Copy out the rows below word for word, leaving out the pictures.

━━━━━ PROVIDED INFORMATION

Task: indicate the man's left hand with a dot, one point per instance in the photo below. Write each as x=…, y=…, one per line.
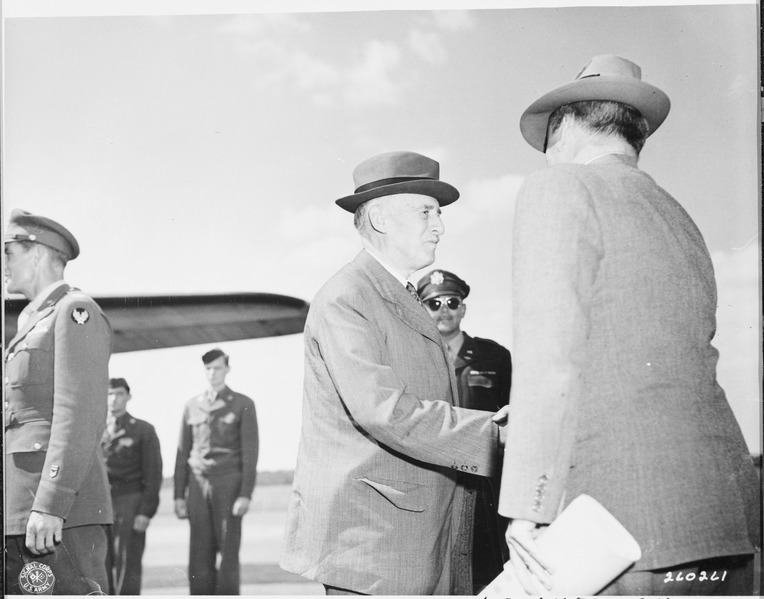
x=240, y=506
x=141, y=523
x=43, y=532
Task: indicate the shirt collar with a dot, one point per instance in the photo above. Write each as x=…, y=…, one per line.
x=456, y=343
x=35, y=304
x=400, y=278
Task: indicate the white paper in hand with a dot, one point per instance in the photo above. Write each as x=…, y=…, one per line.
x=585, y=545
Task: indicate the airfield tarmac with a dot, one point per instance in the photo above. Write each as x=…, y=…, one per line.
x=165, y=561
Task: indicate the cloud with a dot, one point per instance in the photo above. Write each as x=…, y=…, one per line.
x=372, y=80
x=454, y=20
x=485, y=201
x=428, y=46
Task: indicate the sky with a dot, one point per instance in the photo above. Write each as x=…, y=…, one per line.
x=202, y=153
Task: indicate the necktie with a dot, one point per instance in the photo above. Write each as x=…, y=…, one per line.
x=412, y=291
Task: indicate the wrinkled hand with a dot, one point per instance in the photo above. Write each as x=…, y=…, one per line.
x=502, y=419
x=502, y=416
x=43, y=532
x=141, y=523
x=240, y=506
x=532, y=572
x=181, y=509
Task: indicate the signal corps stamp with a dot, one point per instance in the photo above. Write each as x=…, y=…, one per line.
x=36, y=579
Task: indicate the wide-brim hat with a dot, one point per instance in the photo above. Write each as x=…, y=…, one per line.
x=606, y=77
x=25, y=226
x=397, y=172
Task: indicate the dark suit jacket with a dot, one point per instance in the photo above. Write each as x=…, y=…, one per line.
x=56, y=385
x=614, y=387
x=375, y=506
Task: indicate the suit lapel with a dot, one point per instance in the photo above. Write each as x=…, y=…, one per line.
x=406, y=307
x=46, y=307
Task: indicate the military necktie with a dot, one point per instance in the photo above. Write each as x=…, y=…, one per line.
x=410, y=288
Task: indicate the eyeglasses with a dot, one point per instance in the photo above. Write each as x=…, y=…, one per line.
x=435, y=303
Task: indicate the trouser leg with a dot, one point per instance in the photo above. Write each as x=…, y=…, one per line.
x=128, y=545
x=203, y=546
x=228, y=531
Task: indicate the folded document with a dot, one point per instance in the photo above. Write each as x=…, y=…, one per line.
x=585, y=546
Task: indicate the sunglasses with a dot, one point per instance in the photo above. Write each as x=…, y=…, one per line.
x=435, y=303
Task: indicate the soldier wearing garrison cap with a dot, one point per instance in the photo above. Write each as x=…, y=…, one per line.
x=56, y=376
x=376, y=506
x=134, y=465
x=484, y=375
x=215, y=472
x=614, y=391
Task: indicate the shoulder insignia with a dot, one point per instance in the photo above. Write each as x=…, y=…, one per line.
x=436, y=278
x=80, y=315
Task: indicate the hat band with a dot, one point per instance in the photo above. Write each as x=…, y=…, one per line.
x=390, y=181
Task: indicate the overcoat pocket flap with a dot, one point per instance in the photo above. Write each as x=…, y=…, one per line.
x=32, y=436
x=403, y=495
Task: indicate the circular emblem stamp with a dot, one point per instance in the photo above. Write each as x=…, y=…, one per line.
x=36, y=579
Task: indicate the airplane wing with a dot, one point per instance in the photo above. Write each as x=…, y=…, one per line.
x=157, y=321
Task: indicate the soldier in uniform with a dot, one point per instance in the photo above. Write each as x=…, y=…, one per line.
x=56, y=377
x=134, y=466
x=215, y=473
x=484, y=374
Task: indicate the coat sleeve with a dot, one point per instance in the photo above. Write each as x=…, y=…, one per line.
x=151, y=471
x=80, y=386
x=556, y=252
x=181, y=474
x=429, y=429
x=249, y=448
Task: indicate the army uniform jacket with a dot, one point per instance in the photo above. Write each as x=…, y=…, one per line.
x=484, y=374
x=134, y=461
x=56, y=383
x=218, y=438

━━━━━━━━━━

■ RESULT ■
Task: indicate the man's left hand with a dot, one point per instance in the photo below. Write each as x=…, y=…, one per line.
x=240, y=506
x=141, y=523
x=43, y=532
Task: indicate the shirt collar with a dot, one point per instance in the photo above. Write each as x=…, y=…, one per line.
x=456, y=343
x=35, y=304
x=400, y=278
Task: indicate the white paper in hand with a dot, one point per instance in the photo above. Write each as x=…, y=…, one per line.
x=585, y=545
Task: indicate the airfield tarmac with a dot, one point per instance in the photo above. Write each as x=…, y=…, one per line.
x=165, y=561
Task: indicate the cloud with a dot, one point per instance in the photo above. Write each as x=…, y=…, one per line.
x=372, y=80
x=454, y=20
x=485, y=201
x=428, y=46
Task: indicate the sky with a dot, one point per instance in the photo above. Write each as x=…, y=…, one per line.
x=202, y=153
Task: indicate the necktie with a dot, one point per instance in the photo above. Write each as x=…, y=…, one per line.
x=412, y=291
Task: indicate the wrinkled hand with a dot, one point per instance in the photo above. Write each as x=…, y=…, one per line.
x=502, y=419
x=502, y=416
x=43, y=532
x=141, y=523
x=240, y=506
x=532, y=572
x=181, y=509
Task: indicate the signal corps stamp with a dot, one point per instance in the photo above. Write each as x=…, y=…, one per line.
x=36, y=579
Task: indicate the wide-brim hat with a dot, one point per instance in the photo above. Write each as x=…, y=…, one per line.
x=606, y=77
x=25, y=226
x=397, y=172
Task: indicate the dark suit jacket with a dot, one point per instance in the photo above. Write each as x=…, y=…, one per line.
x=56, y=385
x=614, y=387
x=375, y=506
Task: indicate the suit lapel with a dot, one point per instance in the photo above. Write each as x=…, y=…, one per line.
x=406, y=307
x=46, y=307
Task: indicate the military necktie with a dot, one point per instance in the photo above. Write each as x=…, y=…, one per line.
x=410, y=288
Task: indicate the eyeglasses with a dot, one point per instance in the photo above. Write each as x=…, y=…, one per line.
x=435, y=303
Task: indicate the trouser leg with a dot, one point per instance in the photo above. Write each as x=…, y=…, one per line.
x=128, y=545
x=203, y=546
x=228, y=531
Task: indicate the folded document with a dot, one point per instance in the photo above. Write each as x=…, y=…, one per line.
x=585, y=546
Task: indicate the sunglasses with a dot, one point per instance in the photo above. Write each as x=…, y=…, one per line.
x=435, y=303
Task: indicate the soldier wearing garrison cap with a dot, one point per instance in the photo above. Write each as x=…, y=…, one per line.
x=56, y=376
x=376, y=506
x=134, y=465
x=484, y=375
x=215, y=472
x=614, y=391
Task: indicate the shoulder insignia with a dot, one point per instance in the photo above. Write each as x=…, y=…, one per line.
x=436, y=278
x=80, y=315
Task: indicate the hat band with a dot, one point per instance in the photo above. Write each as x=…, y=…, one per line.
x=390, y=181
Task: indicate the overcoat pocket flap with a dot, one point per instance in the photo above. Write each as x=…, y=…, one per line.
x=32, y=436
x=403, y=495
Task: indicate the circular emblem stamp with a dot, one point per instance in the photo above. Write each as x=…, y=…, one per line.
x=36, y=579
Task: indicate the airplane wing with a dot, one point per instance in the photo above. Write each as x=…, y=…, one per line.
x=157, y=321
Task: indicate the soldier in uniform with a dot, one point per instance in the photo above. Write each as x=…, y=…, one per line.
x=56, y=377
x=134, y=466
x=215, y=473
x=484, y=374
Task: indicate the coat sleeve with a dot, one point per instance in the photo above. Write each as x=…, y=…, one per line.
x=151, y=471
x=80, y=386
x=556, y=252
x=181, y=474
x=429, y=429
x=249, y=448
Task: indicate the army uniform jacket with a dot, one point per instance in the photo above. Write each as x=…, y=…, one per line.
x=484, y=374
x=134, y=461
x=56, y=383
x=218, y=438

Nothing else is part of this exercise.